- **Objective**
Identify every line in the records below that contains the word "ceiling" and copy each of those lines.

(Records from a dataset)
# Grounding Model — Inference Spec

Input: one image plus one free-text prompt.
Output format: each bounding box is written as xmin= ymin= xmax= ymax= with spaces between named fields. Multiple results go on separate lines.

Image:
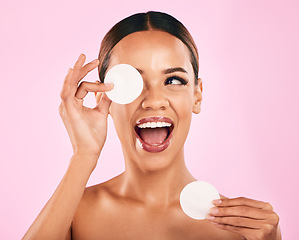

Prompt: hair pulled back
xmin=98 ymin=11 xmax=198 ymax=85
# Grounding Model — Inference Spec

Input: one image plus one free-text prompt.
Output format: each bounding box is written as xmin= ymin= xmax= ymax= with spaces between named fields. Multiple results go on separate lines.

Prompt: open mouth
xmin=135 ymin=116 xmax=174 ymax=152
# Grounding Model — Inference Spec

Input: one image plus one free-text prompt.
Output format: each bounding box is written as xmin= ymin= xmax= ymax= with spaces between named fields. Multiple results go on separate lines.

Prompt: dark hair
xmin=98 ymin=11 xmax=198 ymax=85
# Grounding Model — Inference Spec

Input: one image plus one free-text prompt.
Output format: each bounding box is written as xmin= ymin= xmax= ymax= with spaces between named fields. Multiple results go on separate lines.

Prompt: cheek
xmin=171 ymin=91 xmax=193 ymax=117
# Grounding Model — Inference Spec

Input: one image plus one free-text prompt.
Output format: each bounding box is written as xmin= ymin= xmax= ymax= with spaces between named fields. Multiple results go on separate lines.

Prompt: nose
xmin=142 ymin=88 xmax=169 ymax=110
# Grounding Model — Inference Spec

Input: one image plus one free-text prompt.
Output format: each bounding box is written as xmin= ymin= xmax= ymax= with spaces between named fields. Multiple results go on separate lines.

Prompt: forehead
xmin=109 ymin=30 xmax=191 ymax=71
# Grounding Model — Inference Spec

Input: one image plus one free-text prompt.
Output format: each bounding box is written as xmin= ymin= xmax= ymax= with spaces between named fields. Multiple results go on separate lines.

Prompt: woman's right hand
xmin=59 ymin=54 xmax=113 ymax=167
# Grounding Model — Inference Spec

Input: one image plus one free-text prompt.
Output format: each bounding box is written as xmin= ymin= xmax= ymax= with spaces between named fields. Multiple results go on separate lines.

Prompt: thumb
xmin=94 ymin=93 xmax=112 ymax=116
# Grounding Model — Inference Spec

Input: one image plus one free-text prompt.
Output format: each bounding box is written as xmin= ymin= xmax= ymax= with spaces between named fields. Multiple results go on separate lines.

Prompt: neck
xmin=121 ymin=151 xmax=196 ymax=208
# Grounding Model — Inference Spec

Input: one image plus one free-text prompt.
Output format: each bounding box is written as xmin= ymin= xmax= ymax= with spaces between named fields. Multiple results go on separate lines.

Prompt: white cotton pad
xmin=180 ymin=181 xmax=220 ymax=220
xmin=104 ymin=64 xmax=143 ymax=104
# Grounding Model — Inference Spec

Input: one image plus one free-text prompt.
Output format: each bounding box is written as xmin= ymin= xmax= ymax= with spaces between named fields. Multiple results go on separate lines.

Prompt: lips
xmin=135 ymin=116 xmax=174 ymax=153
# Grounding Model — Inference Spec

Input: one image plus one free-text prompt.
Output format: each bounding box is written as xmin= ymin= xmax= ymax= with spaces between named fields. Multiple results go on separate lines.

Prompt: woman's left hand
xmin=207 ymin=197 xmax=281 ymax=240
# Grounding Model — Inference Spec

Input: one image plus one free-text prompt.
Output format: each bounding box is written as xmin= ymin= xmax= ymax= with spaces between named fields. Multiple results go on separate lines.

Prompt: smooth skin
xmin=23 ymin=31 xmax=281 ymax=240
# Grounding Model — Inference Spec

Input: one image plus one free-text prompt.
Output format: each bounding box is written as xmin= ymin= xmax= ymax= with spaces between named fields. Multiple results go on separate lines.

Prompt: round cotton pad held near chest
xmin=104 ymin=64 xmax=143 ymax=104
xmin=180 ymin=181 xmax=220 ymax=220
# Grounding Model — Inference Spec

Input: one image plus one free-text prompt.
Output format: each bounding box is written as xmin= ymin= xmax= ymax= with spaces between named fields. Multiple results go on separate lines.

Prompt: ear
xmin=192 ymin=78 xmax=202 ymax=114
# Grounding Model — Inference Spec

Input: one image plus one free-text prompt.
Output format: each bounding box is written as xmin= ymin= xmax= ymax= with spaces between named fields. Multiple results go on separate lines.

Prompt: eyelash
xmin=165 ymin=76 xmax=188 ymax=85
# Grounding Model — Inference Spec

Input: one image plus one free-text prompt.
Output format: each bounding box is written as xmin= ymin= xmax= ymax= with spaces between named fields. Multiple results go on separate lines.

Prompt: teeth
xmin=138 ymin=122 xmax=172 ymax=128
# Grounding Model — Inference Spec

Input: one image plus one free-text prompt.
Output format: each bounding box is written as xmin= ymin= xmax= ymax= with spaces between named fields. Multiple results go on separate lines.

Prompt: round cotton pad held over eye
xmin=180 ymin=181 xmax=220 ymax=220
xmin=104 ymin=64 xmax=143 ymax=104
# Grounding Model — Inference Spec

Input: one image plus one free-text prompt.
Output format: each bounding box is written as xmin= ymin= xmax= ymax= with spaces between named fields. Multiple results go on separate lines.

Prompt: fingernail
xmin=210 ymin=208 xmax=219 ymax=215
xmin=213 ymin=199 xmax=222 ymax=205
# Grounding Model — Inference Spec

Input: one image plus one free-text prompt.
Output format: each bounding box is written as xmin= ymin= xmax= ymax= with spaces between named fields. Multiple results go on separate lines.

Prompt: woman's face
xmin=97 ymin=31 xmax=202 ymax=171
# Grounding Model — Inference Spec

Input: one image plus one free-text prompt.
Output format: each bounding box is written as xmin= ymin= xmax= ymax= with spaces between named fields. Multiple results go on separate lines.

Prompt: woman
xmin=23 ymin=12 xmax=281 ymax=240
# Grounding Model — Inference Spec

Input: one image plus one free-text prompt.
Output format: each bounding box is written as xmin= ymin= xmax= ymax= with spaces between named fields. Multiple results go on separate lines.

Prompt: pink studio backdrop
xmin=0 ymin=0 xmax=299 ymax=239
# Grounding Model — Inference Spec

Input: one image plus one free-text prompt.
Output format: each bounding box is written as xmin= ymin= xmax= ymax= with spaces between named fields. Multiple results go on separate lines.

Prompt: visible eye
xmin=165 ymin=76 xmax=188 ymax=85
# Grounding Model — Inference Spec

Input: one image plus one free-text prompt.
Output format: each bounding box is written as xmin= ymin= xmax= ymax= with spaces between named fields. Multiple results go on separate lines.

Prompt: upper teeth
xmin=138 ymin=122 xmax=171 ymax=128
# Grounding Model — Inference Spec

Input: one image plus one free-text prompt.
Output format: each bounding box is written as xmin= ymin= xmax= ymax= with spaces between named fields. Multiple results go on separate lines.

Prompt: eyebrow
xmin=136 ymin=67 xmax=188 ymax=74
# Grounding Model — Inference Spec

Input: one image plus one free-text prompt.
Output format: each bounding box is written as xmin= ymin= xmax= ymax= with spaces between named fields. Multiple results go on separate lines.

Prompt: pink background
xmin=0 ymin=0 xmax=299 ymax=239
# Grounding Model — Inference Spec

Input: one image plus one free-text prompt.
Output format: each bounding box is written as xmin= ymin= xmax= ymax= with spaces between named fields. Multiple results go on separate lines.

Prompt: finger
xmin=215 ymin=223 xmax=260 ymax=239
xmin=213 ymin=197 xmax=273 ymax=210
xmin=78 ymin=59 xmax=100 ymax=82
xmin=75 ymin=81 xmax=113 ymax=99
xmin=207 ymin=215 xmax=265 ymax=229
xmin=60 ymin=68 xmax=76 ymax=101
xmin=94 ymin=93 xmax=112 ymax=116
xmin=209 ymin=206 xmax=272 ymax=220
xmin=72 ymin=53 xmax=86 ymax=86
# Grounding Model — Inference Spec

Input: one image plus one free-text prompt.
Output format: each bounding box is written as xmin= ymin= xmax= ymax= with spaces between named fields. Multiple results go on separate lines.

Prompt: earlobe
xmin=193 ymin=78 xmax=202 ymax=114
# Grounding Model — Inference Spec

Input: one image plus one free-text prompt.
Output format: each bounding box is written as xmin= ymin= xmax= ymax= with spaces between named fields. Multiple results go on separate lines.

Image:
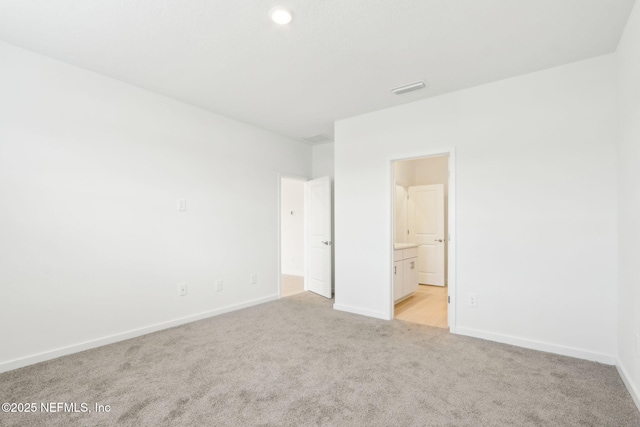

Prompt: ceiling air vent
xmin=304 ymin=134 xmax=333 ymax=144
xmin=391 ymin=80 xmax=427 ymax=95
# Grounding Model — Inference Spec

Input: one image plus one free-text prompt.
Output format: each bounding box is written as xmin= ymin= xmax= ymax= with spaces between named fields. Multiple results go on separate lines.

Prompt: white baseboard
xmin=0 ymin=295 xmax=278 ymax=373
xmin=333 ymin=304 xmax=392 ymax=320
xmin=616 ymin=361 xmax=640 ymax=411
xmin=455 ymin=327 xmax=617 ymax=365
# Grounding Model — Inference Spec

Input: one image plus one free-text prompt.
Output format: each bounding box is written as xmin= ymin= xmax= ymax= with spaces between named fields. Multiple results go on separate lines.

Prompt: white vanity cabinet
xmin=393 ymin=243 xmax=418 ymax=302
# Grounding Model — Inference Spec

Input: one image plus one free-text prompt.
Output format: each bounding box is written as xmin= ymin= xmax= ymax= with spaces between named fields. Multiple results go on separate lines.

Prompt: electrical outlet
xmin=468 ymin=294 xmax=478 ymax=307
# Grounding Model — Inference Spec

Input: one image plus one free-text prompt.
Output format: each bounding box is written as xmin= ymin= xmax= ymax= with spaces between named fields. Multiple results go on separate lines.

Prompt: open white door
xmin=407 ymin=184 xmax=445 ymax=286
xmin=305 ymin=176 xmax=333 ymax=298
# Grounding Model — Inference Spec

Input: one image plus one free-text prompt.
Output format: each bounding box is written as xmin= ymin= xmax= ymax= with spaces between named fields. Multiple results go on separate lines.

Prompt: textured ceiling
xmin=0 ymin=0 xmax=633 ymax=139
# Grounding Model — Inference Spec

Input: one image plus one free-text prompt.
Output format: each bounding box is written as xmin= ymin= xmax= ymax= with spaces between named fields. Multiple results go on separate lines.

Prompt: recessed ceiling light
xmin=269 ymin=7 xmax=293 ymax=25
xmin=391 ymin=80 xmax=426 ymax=95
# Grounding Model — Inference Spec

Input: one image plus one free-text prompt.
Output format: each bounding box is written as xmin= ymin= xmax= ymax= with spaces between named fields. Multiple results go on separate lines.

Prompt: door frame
xmin=388 ymin=147 xmax=458 ymax=334
xmin=276 ymin=172 xmax=311 ymax=299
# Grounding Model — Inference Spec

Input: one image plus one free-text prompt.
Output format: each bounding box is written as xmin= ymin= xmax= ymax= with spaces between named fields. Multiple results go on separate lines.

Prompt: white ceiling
xmin=0 ymin=0 xmax=634 ymax=144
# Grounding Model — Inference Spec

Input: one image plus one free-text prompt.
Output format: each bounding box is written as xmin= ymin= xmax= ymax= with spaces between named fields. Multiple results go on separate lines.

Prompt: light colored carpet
xmin=0 ymin=293 xmax=640 ymax=427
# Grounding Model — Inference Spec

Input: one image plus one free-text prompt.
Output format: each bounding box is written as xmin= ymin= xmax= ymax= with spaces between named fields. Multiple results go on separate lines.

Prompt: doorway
xmin=278 ymin=175 xmax=333 ymax=298
xmin=280 ymin=176 xmax=307 ymax=297
xmin=392 ymin=152 xmax=454 ymax=329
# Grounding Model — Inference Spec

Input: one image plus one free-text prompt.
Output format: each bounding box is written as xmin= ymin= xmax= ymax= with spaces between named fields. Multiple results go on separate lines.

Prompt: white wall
xmin=311 ymin=142 xmax=334 ymax=180
xmin=335 ymin=55 xmax=617 ymax=363
xmin=0 ymin=43 xmax=311 ymax=370
xmin=280 ymin=178 xmax=305 ymax=276
xmin=617 ymin=2 xmax=640 ymax=407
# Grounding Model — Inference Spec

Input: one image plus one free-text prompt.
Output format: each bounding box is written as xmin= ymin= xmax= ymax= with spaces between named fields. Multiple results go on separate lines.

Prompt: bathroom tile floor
xmin=394 ymin=285 xmax=449 ymax=329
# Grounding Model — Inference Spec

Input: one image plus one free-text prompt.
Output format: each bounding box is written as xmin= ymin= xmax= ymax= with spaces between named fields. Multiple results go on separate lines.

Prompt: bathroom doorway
xmin=280 ymin=176 xmax=307 ymax=297
xmin=392 ymin=153 xmax=452 ymax=328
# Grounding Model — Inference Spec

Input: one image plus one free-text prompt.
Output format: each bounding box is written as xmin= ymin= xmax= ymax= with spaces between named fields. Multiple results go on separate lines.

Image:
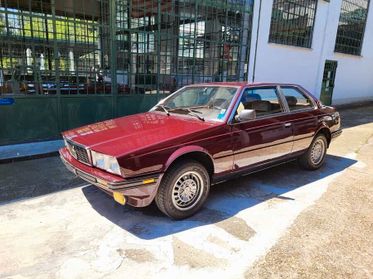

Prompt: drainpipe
xmin=252 ymin=0 xmax=262 ymax=82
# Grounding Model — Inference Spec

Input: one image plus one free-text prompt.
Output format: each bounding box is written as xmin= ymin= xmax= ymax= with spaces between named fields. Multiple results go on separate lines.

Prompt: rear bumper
xmin=332 ymin=129 xmax=342 ymax=140
xmin=60 ymin=148 xmax=163 ymax=207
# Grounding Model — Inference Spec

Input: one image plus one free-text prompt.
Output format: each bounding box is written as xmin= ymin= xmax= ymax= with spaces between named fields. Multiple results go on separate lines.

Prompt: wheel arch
xmin=315 ymin=126 xmax=332 ymax=147
xmin=164 ymin=146 xmax=215 ymax=178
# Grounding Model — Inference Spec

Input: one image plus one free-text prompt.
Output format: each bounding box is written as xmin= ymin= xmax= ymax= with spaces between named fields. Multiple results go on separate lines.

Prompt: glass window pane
xmin=269 ymin=0 xmax=317 ymax=48
xmin=237 ymin=88 xmax=283 ymax=117
xmin=282 ymin=87 xmax=313 ymax=111
xmin=335 ymin=0 xmax=369 ymax=55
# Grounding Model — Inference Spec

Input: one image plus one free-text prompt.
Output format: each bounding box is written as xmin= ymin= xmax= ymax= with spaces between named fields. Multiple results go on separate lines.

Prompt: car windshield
xmin=154 ymin=86 xmax=237 ymax=121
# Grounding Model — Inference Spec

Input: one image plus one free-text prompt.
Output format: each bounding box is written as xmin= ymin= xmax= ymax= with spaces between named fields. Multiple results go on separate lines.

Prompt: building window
xmin=335 ymin=0 xmax=369 ymax=55
xmin=269 ymin=0 xmax=317 ymax=48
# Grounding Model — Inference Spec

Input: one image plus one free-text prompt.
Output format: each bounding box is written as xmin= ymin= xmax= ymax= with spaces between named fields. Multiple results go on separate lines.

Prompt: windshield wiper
xmin=186 ymin=108 xmax=205 ymax=121
xmin=157 ymin=104 xmax=170 ymax=116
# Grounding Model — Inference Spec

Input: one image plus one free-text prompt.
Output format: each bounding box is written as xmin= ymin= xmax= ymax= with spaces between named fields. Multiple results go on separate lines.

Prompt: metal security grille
xmin=269 ymin=0 xmax=317 ymax=48
xmin=335 ymin=0 xmax=369 ymax=55
xmin=0 ymin=0 xmax=253 ymax=95
xmin=0 ymin=0 xmax=253 ymax=145
xmin=116 ymin=0 xmax=252 ymax=94
xmin=0 ymin=0 xmax=111 ymax=95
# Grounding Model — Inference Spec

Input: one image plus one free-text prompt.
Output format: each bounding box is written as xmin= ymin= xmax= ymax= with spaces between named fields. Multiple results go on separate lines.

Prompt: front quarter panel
xmin=118 ymin=125 xmax=233 ymax=177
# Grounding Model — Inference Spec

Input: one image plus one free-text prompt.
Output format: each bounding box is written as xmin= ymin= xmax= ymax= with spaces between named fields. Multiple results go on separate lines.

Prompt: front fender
xmin=164 ymin=145 xmax=215 ymax=172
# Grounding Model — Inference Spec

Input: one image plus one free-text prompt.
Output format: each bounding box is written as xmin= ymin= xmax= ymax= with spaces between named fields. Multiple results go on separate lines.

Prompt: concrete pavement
xmin=0 ymin=104 xmax=373 ymax=278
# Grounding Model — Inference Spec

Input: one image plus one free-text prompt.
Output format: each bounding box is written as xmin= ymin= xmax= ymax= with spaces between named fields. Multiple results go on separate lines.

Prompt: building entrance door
xmin=320 ymin=60 xmax=338 ymax=106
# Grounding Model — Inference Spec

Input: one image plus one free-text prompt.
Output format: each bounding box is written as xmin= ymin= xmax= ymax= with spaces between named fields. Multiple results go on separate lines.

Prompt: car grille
xmin=66 ymin=141 xmax=91 ymax=165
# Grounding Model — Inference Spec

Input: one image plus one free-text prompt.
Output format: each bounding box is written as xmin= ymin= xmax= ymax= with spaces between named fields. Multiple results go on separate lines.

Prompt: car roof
xmin=189 ymin=81 xmax=299 ymax=87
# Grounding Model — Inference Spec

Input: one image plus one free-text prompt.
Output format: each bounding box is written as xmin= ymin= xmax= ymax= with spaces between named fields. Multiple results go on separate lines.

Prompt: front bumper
xmin=60 ymin=148 xmax=162 ymax=207
xmin=332 ymin=129 xmax=342 ymax=140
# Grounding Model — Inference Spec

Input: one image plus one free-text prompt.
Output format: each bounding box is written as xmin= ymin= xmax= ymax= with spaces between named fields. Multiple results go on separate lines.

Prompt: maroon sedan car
xmin=60 ymin=83 xmax=341 ymax=219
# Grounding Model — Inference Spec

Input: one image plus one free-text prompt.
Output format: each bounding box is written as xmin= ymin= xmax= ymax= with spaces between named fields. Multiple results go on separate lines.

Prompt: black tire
xmin=298 ymin=134 xmax=328 ymax=170
xmin=155 ymin=160 xmax=210 ymax=220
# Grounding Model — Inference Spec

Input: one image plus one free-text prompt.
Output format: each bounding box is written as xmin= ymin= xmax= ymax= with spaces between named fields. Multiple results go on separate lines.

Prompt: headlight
xmin=91 ymin=150 xmax=121 ymax=175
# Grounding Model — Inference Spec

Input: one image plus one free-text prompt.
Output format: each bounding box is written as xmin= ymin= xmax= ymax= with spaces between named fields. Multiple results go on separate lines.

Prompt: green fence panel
xmin=117 ymin=94 xmax=159 ymax=116
xmin=61 ymin=96 xmax=113 ymax=130
xmin=0 ymin=97 xmax=59 ymax=145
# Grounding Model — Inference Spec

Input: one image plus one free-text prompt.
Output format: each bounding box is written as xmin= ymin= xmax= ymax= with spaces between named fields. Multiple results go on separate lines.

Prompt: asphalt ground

- **Written solution**
Prompt: ceiling air vent
Prompt: textured ceiling
Prompt: recessed ceiling light
Prompt: white ceiling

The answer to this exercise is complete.